Записи из набора данных с указанием точек:

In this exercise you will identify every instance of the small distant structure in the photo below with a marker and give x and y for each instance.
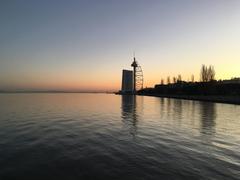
(231, 81)
(132, 80)
(127, 81)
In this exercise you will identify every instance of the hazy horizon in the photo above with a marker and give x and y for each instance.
(84, 45)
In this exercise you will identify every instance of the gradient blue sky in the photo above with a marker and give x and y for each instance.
(84, 45)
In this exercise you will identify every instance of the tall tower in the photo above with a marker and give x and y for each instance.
(134, 65)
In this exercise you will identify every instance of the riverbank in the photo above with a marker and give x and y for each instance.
(209, 98)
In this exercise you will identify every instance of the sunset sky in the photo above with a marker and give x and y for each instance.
(84, 45)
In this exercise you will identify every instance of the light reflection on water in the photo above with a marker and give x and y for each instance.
(102, 136)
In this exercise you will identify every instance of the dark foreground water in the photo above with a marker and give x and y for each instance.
(102, 136)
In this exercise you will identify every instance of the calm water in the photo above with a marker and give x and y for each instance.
(103, 136)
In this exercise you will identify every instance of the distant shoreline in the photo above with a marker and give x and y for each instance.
(50, 92)
(213, 98)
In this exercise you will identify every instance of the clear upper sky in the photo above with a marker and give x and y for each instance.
(84, 45)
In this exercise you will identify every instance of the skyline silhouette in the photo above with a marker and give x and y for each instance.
(83, 45)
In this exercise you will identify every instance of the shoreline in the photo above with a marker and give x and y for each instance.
(215, 99)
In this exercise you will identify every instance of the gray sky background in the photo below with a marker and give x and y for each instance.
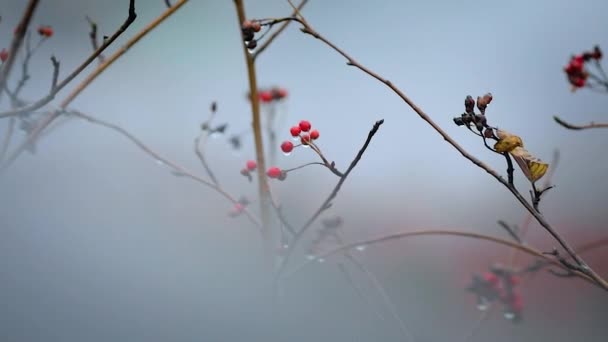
(99, 242)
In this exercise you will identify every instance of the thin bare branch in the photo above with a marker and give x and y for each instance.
(327, 203)
(276, 33)
(579, 127)
(178, 169)
(16, 43)
(263, 187)
(307, 29)
(48, 98)
(436, 232)
(45, 122)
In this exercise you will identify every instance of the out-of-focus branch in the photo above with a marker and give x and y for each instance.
(435, 232)
(276, 33)
(307, 29)
(48, 98)
(327, 203)
(579, 127)
(178, 169)
(263, 187)
(93, 38)
(45, 122)
(16, 43)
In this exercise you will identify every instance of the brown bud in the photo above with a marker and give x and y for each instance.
(488, 133)
(469, 103)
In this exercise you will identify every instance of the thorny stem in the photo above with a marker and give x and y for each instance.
(86, 82)
(329, 165)
(276, 33)
(307, 29)
(432, 232)
(263, 187)
(579, 127)
(10, 128)
(510, 169)
(93, 38)
(43, 101)
(178, 169)
(16, 43)
(327, 203)
(385, 297)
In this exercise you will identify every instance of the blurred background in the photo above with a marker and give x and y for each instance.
(99, 242)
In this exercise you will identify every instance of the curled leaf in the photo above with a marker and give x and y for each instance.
(532, 167)
(507, 141)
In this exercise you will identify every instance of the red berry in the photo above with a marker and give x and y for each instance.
(579, 82)
(274, 172)
(287, 146)
(304, 126)
(247, 24)
(295, 131)
(255, 25)
(514, 280)
(265, 96)
(282, 93)
(3, 55)
(305, 139)
(251, 165)
(45, 31)
(491, 278)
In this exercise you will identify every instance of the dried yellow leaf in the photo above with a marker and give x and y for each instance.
(532, 167)
(507, 141)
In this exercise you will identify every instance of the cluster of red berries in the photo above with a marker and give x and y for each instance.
(498, 285)
(303, 132)
(575, 70)
(45, 31)
(3, 55)
(249, 28)
(273, 94)
(238, 207)
(276, 173)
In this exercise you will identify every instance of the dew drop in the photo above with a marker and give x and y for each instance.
(482, 304)
(509, 315)
(215, 135)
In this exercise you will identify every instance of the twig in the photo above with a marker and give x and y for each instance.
(48, 98)
(431, 232)
(538, 216)
(579, 127)
(263, 187)
(10, 128)
(56, 65)
(385, 297)
(16, 43)
(201, 157)
(87, 81)
(327, 203)
(182, 171)
(511, 231)
(93, 38)
(276, 33)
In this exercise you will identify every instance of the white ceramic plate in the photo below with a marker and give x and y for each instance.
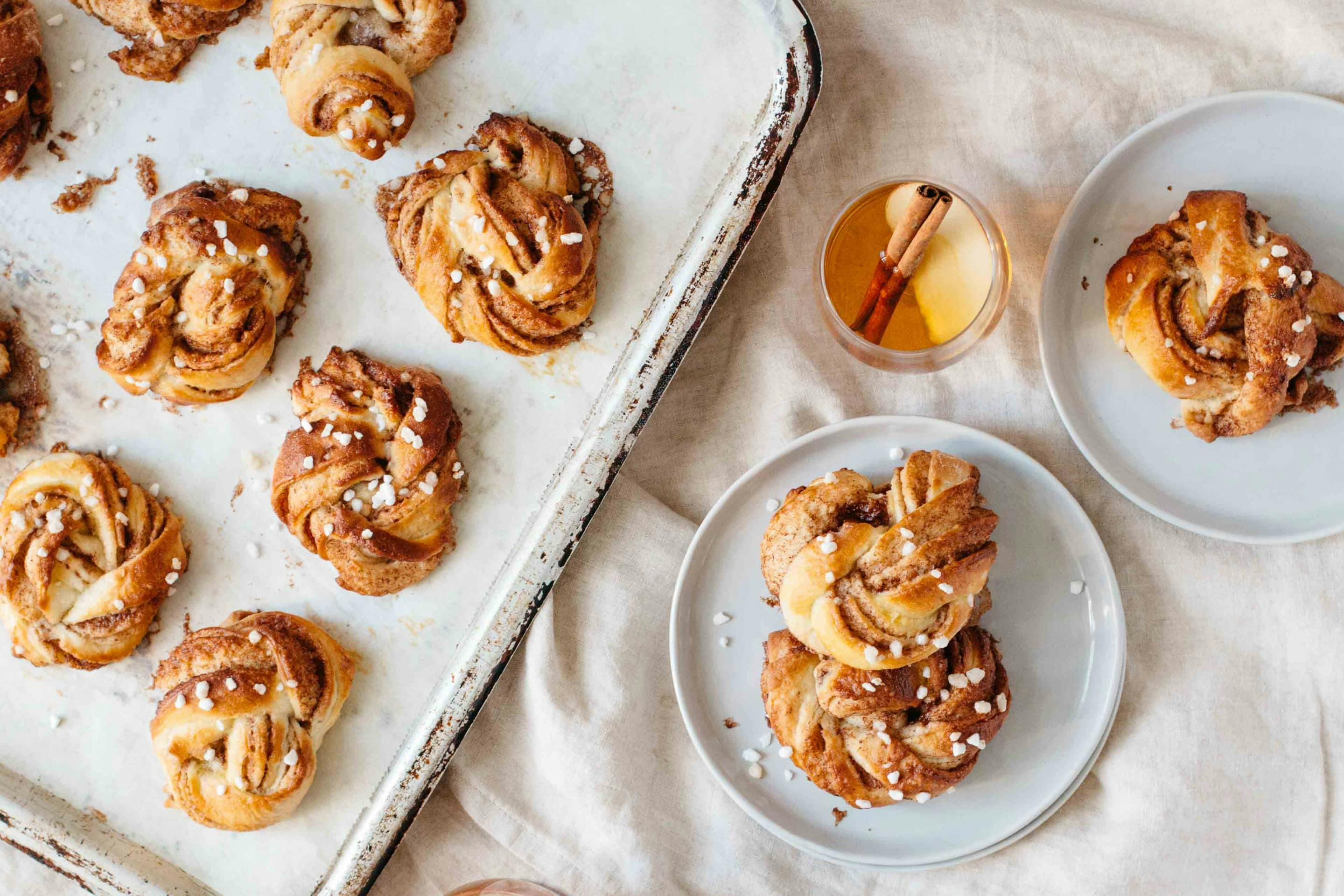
(1007, 841)
(1282, 151)
(1065, 653)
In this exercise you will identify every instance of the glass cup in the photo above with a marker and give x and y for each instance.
(938, 357)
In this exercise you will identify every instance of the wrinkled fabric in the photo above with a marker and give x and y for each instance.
(1219, 773)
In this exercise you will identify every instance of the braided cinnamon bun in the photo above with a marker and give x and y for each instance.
(500, 241)
(163, 35)
(881, 581)
(1226, 315)
(246, 710)
(194, 314)
(370, 477)
(877, 738)
(25, 86)
(346, 66)
(86, 559)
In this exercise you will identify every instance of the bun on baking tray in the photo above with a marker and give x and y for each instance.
(500, 241)
(163, 35)
(86, 559)
(346, 66)
(25, 86)
(198, 309)
(248, 704)
(369, 479)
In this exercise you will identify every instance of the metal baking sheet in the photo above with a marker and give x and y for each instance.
(697, 105)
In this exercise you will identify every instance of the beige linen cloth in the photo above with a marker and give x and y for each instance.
(1221, 774)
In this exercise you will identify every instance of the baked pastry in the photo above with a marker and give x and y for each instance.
(370, 477)
(246, 710)
(86, 558)
(1226, 315)
(910, 734)
(196, 312)
(23, 401)
(163, 35)
(882, 580)
(346, 66)
(500, 241)
(25, 86)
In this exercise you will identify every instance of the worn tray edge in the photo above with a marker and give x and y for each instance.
(670, 329)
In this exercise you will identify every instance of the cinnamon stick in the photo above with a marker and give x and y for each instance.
(889, 294)
(916, 213)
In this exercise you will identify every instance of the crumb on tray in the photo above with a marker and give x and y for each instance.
(147, 176)
(77, 196)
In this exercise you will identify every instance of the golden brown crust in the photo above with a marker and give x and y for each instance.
(1225, 315)
(370, 479)
(910, 734)
(163, 35)
(194, 314)
(502, 241)
(25, 88)
(882, 581)
(86, 558)
(346, 66)
(246, 708)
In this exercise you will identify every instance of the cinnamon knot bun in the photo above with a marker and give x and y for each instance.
(881, 581)
(874, 738)
(346, 66)
(25, 86)
(246, 710)
(86, 559)
(196, 312)
(370, 477)
(1226, 315)
(500, 241)
(163, 35)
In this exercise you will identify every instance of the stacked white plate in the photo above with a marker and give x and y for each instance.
(1065, 653)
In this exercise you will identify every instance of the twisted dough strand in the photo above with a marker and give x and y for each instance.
(86, 557)
(246, 710)
(882, 581)
(1226, 315)
(910, 734)
(25, 88)
(502, 242)
(370, 479)
(196, 311)
(163, 35)
(346, 66)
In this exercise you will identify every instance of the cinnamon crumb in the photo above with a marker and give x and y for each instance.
(1309, 394)
(23, 401)
(77, 196)
(147, 176)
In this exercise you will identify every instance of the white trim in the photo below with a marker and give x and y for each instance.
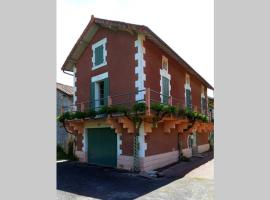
(97, 44)
(85, 140)
(189, 136)
(119, 143)
(187, 87)
(139, 69)
(164, 73)
(142, 144)
(74, 85)
(99, 77)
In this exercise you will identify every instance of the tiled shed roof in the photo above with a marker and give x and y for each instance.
(65, 88)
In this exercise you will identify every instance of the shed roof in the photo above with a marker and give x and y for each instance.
(65, 88)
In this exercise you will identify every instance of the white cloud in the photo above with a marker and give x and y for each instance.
(185, 25)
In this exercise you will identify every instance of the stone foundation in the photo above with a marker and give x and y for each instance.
(150, 162)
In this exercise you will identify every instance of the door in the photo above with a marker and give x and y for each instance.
(102, 147)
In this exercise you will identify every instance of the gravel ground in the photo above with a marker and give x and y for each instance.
(196, 185)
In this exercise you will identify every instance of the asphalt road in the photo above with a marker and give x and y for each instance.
(79, 181)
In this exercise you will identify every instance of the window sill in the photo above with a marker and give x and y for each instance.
(99, 66)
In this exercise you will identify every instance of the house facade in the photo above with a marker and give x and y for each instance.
(116, 63)
(64, 99)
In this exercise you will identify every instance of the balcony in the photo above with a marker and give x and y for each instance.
(119, 121)
(127, 100)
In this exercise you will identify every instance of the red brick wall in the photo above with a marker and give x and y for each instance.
(153, 58)
(127, 143)
(120, 64)
(183, 138)
(159, 142)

Задача.
Перенесите в CSV из двух столбцов, «текст» и «ответ», пункты начиная со строки, где есть "In this exercise you will identify every instance of the gravel", и по последний пункт включительно. На каждый пункт нужна одна строка, каждое значение заключите в кавычки, а переносы строк внутри него замените пробелами.

Результат.
текст,ответ
"In this exercise you will identify every instance of the gravel ground in the photo above with a marker and give x and y for each instance.","(196, 185)"
"In this exercise you will identify every instance of the asphalt road in the photo above with a marker and give x and y for each instance.","(79, 181)"
"In this exercise you will identify every instance of the window sill in the photo above with a marker and give x and y for each instance.","(99, 66)"
"In this exercise you will identify every instance of the house facade in the photo above with a marker and give x and y for each instance.","(116, 63) (64, 99)"
"In this exercise you will identify every instance of the balcony in the photo above with a marker and give x and y for each instance.","(119, 121) (127, 100)"
"In this exercise you will identify every instance of the red brick wall in the photo above with a marker and give x and y for each instance.","(153, 58) (127, 143) (120, 64) (183, 138) (159, 142)"